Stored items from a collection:
/---

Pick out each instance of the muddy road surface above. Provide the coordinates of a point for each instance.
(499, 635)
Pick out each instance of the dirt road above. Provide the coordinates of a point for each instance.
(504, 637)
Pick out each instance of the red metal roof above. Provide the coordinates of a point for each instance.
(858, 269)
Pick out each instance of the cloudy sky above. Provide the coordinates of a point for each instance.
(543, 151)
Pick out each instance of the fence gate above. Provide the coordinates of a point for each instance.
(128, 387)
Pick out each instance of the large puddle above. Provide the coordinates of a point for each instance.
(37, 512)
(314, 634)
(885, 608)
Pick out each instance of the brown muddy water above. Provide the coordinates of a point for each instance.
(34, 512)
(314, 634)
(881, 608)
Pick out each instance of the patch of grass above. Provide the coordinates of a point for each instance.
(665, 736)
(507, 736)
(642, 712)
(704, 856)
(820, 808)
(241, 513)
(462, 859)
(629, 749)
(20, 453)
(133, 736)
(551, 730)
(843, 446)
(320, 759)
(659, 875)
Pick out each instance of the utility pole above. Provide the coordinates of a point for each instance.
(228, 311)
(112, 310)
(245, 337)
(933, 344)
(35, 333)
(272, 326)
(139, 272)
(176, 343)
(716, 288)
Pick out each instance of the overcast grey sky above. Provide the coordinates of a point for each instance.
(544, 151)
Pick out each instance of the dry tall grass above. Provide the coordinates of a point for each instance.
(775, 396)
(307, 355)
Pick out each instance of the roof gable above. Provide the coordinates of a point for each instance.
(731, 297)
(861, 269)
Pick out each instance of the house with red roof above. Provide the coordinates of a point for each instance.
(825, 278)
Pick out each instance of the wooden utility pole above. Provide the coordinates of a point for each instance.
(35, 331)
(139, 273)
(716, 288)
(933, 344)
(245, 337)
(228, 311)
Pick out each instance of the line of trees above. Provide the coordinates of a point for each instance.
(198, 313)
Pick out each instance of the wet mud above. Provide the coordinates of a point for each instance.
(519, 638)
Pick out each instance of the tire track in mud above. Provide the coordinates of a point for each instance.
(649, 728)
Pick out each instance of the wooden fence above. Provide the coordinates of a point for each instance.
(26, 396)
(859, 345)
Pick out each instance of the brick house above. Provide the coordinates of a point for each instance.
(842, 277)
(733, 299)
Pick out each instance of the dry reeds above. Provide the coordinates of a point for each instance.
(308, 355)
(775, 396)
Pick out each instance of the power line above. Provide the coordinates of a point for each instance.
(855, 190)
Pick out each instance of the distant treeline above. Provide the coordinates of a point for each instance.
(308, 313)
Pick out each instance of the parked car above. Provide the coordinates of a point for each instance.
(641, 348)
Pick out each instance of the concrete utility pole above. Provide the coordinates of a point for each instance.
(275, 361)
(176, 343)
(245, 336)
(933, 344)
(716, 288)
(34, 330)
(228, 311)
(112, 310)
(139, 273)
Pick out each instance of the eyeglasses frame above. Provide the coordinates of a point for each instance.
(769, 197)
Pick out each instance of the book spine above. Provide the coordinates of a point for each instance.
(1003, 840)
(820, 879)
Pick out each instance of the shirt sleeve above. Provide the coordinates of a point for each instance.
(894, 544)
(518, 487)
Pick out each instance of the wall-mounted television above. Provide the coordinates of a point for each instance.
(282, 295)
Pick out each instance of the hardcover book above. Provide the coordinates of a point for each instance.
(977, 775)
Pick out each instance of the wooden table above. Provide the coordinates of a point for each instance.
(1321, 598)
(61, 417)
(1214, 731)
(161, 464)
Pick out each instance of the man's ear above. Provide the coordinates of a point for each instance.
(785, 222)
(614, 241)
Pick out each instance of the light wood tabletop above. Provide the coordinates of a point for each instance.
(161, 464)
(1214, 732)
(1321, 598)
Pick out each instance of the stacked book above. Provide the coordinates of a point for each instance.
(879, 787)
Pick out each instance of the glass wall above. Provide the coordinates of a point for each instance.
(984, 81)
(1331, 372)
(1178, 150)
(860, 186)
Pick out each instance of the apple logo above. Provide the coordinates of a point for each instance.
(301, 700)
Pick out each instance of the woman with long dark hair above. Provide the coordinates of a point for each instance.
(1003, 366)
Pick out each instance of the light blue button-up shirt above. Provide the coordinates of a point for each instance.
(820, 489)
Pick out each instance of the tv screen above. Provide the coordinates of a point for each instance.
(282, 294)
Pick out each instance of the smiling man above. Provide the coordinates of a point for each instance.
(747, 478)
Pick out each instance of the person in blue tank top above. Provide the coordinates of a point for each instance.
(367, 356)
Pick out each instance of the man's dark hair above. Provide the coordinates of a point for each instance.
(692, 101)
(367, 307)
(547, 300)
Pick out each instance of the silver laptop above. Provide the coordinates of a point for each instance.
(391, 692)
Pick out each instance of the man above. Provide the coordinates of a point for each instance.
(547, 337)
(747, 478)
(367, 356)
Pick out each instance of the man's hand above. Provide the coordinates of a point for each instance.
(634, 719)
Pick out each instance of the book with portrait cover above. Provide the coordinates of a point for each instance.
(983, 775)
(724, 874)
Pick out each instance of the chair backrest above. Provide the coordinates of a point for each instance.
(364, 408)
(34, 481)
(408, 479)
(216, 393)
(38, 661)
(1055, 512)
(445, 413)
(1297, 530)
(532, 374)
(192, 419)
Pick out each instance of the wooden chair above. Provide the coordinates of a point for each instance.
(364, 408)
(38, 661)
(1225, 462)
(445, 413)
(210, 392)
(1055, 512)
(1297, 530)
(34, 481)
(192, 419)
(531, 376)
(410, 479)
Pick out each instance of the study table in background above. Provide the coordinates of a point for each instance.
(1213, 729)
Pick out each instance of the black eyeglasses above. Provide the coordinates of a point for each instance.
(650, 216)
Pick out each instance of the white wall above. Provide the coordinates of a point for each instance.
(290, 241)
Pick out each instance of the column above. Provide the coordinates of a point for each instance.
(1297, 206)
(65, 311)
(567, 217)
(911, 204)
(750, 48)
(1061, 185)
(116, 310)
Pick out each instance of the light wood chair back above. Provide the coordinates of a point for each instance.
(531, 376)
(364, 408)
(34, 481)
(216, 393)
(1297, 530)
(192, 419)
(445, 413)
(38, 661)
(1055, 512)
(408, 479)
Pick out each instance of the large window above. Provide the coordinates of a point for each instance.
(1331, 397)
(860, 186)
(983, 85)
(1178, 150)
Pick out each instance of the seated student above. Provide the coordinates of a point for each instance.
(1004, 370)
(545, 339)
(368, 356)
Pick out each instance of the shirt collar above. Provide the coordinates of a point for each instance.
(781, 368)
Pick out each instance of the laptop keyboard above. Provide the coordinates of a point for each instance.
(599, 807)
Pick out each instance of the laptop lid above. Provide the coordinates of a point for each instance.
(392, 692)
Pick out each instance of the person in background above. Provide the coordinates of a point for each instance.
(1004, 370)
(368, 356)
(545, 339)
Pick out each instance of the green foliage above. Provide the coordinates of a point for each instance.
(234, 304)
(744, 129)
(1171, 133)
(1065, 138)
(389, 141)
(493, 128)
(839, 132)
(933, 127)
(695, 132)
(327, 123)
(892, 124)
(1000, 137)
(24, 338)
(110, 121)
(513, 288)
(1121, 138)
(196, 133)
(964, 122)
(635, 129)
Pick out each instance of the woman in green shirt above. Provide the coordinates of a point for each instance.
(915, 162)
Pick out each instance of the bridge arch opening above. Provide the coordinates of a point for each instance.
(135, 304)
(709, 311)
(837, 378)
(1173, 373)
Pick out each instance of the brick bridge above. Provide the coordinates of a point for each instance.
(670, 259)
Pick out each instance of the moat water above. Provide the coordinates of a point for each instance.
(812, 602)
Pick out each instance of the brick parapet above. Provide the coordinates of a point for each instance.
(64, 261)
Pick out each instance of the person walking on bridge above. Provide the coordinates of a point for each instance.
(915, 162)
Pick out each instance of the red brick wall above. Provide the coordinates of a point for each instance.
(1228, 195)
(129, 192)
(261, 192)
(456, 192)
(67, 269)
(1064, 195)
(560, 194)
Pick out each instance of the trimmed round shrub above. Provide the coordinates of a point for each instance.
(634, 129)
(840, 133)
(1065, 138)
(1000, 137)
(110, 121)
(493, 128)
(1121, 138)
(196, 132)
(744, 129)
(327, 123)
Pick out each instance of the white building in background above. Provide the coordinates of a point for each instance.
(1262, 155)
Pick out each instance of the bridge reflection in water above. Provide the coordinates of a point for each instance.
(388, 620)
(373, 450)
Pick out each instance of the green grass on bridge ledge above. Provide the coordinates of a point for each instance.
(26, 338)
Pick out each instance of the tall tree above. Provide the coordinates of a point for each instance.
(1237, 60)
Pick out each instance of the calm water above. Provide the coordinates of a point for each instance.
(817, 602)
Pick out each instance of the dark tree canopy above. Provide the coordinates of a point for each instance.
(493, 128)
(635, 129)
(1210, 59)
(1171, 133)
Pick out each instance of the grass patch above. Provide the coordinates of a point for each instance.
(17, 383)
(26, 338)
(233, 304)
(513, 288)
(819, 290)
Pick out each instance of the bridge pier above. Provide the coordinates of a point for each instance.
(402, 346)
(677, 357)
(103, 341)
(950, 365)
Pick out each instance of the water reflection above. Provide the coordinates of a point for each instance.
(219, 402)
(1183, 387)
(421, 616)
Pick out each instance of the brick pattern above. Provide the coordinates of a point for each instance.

\---

• [EXERCISE TASK] Write out again the part of the rows that opens with the line containing "Pick out each instance of the bridge reflection" and runs through the end of the rows, requests included. Raise every coordinate in the answers by 76.

• [ANSWER TO THIS TASK]
Pick out each instance of the bridge reflection in water above. Provide the coordinates of a point for each instance.
(464, 696)
(449, 526)
Pick out each instance of the green grass on bridge ledge above. Provide the coordinates of a point for each instance.
(102, 414)
Pick out each instance of the tall tree above. Provide the coordinates of a point for each instance.
(1313, 136)
Pick out each instance of the calm water above. Provide the coordinates of a point for each instance.
(893, 678)
Pick out each instance of the dark tree canopy above. Provide the coordinates of a point for each instance.
(569, 204)
(711, 205)
(1286, 135)
(1247, 209)
Pick out each instance of the grass patch above. Provide the coordinates of a point for each instance.
(93, 459)
(102, 414)
(309, 380)
(589, 364)
(895, 366)
Pick out each instance of the bridge pier above. Provide the coordinates of a point for each instance.
(478, 422)
(753, 433)
(179, 417)
(1026, 441)
Pick out each instance of the water reflection above. Provide the coordinates of a point for each instance.
(295, 478)
(1259, 463)
(497, 692)
Pick out each instance of the brick pattern above. Provide the coordinates of a point for each instance.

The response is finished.